Problem description:
Write out the material below again, putting "locate" in place of each "point out" and changing nothing else.

── Dataset records ──

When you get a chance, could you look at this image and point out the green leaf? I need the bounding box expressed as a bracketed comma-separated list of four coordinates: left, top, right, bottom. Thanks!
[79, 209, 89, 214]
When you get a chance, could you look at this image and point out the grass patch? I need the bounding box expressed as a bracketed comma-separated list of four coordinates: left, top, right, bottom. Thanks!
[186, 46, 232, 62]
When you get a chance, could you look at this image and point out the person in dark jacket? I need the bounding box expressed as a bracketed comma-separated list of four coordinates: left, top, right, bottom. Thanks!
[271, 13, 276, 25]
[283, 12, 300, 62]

───

Result for this exercise:
When you get a chance, could you look at this image and locate the green leaf? I need the bounding box expressed as a bracketed comma-separated list of four coordinates: left, top, right, bottom. Thanks!
[79, 209, 89, 214]
When you get a chance, could you look at this image and locate the grass patch? I need the bounding box expressed as a bracketed comma-separated list of four coordinates: left, top, right, bottom. Thanks!
[186, 46, 232, 62]
When you get a chance, could you look at this image and locate the person in dark jacket? I need the bounding box expressed as a bracketed comma-separated list of four coordinates: left, top, right, bottom. Thanks!
[271, 13, 276, 25]
[283, 12, 300, 62]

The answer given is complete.